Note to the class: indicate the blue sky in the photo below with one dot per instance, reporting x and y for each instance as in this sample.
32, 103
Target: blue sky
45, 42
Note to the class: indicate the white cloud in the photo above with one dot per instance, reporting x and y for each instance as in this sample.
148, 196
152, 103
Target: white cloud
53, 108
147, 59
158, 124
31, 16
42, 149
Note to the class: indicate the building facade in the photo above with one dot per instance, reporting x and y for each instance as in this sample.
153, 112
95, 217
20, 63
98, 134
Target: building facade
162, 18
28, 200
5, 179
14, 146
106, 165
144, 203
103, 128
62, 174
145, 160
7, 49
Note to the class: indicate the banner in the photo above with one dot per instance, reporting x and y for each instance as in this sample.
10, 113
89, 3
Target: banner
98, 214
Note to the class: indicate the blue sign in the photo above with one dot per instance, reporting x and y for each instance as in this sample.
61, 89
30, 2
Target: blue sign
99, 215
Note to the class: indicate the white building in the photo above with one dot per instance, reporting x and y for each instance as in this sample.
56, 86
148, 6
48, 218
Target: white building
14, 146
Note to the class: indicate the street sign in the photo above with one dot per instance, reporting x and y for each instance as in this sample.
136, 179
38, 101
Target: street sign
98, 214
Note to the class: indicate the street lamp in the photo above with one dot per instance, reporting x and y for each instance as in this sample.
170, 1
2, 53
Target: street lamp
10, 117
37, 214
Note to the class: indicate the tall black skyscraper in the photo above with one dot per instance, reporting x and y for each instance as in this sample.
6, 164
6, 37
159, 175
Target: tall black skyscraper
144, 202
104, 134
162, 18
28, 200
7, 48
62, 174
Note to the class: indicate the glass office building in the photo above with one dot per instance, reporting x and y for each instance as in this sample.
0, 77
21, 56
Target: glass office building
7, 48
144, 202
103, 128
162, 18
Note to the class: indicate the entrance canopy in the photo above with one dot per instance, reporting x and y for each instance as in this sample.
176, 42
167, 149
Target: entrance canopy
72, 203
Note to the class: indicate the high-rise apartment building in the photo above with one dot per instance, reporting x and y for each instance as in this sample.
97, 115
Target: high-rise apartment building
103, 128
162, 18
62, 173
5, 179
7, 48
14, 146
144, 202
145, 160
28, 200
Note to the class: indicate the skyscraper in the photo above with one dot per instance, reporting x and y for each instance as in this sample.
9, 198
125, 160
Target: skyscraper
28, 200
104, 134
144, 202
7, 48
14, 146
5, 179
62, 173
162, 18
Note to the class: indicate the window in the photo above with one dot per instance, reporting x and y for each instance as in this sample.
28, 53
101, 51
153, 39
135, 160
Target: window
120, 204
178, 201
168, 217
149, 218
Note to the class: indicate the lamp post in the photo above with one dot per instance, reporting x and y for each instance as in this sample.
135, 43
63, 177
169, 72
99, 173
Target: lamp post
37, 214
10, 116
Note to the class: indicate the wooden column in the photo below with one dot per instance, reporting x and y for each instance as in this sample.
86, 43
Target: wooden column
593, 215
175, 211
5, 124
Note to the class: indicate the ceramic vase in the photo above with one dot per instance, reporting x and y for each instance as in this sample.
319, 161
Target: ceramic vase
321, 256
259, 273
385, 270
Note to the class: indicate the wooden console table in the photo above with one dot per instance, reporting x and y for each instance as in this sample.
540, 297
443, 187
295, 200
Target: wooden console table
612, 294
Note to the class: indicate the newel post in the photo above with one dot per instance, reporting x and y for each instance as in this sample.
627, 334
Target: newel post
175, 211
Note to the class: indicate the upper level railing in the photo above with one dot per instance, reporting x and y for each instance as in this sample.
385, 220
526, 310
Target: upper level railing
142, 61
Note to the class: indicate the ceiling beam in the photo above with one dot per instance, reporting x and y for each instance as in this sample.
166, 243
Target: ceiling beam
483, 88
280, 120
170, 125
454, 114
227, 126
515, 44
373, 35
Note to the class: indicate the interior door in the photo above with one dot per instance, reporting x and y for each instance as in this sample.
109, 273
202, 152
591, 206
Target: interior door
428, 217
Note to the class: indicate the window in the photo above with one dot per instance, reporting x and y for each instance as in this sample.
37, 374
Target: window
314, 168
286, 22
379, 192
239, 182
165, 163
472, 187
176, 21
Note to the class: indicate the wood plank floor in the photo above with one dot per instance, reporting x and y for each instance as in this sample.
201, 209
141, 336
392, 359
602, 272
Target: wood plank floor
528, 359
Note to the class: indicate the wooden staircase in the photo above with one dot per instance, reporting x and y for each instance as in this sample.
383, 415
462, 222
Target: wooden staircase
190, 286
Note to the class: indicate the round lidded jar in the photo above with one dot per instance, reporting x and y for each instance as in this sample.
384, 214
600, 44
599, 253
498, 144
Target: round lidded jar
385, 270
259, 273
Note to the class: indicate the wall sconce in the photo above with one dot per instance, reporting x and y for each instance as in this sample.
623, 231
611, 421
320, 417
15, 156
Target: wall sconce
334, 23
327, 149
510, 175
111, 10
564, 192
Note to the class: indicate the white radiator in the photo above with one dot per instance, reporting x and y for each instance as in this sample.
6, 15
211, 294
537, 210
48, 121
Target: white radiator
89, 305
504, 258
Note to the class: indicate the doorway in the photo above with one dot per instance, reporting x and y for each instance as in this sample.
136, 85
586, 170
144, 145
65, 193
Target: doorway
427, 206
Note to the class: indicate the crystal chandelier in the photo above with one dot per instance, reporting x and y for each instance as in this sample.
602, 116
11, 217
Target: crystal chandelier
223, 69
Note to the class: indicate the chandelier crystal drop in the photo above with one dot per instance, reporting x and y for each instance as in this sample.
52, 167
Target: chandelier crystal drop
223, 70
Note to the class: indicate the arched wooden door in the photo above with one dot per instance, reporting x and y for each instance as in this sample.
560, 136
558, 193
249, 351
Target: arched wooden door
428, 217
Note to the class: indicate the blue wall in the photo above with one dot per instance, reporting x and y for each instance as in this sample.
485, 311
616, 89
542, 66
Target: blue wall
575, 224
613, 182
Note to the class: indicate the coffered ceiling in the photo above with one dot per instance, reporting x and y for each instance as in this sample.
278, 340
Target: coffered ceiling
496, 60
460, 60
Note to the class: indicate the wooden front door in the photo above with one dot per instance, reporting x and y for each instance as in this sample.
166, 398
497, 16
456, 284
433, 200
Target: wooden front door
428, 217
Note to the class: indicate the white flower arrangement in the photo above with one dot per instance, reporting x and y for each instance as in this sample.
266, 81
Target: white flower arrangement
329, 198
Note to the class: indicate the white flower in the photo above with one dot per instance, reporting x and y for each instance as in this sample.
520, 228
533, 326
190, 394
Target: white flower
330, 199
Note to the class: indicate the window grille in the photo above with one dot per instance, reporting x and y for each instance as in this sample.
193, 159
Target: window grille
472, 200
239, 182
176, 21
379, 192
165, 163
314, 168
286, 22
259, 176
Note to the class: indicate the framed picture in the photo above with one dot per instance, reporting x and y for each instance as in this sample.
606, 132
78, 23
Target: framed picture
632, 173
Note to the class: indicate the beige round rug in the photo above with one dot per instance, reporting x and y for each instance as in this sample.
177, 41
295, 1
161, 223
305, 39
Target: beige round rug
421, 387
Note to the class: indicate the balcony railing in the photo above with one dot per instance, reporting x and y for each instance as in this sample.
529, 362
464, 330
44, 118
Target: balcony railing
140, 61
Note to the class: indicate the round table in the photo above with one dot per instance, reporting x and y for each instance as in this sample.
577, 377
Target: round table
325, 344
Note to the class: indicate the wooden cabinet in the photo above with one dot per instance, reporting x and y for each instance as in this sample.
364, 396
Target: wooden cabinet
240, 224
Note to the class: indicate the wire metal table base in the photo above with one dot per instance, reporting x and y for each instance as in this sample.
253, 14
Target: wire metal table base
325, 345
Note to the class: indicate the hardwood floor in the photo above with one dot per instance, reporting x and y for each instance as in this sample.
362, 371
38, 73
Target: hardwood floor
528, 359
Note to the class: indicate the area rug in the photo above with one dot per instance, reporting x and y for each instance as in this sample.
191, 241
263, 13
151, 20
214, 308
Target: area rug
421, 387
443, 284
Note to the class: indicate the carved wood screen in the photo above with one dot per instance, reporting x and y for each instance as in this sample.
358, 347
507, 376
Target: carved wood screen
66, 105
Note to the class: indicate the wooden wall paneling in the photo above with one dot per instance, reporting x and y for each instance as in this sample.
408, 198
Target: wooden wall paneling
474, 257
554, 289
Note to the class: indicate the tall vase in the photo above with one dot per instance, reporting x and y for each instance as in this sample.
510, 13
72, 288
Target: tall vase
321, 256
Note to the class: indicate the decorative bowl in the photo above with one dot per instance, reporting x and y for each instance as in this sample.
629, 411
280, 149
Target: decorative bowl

Directions: For an answer, give a copy of every line in the listing that holds the word "below".

Response to the exercise:
Note to the class: indicate the blue sky in the photo below with one dot per instance, reporting x and y for each instance as in this sample.
Note to the class: indicate the wooden column in the photo below with one dot per instance, reporting x and y for each instance as in this sample.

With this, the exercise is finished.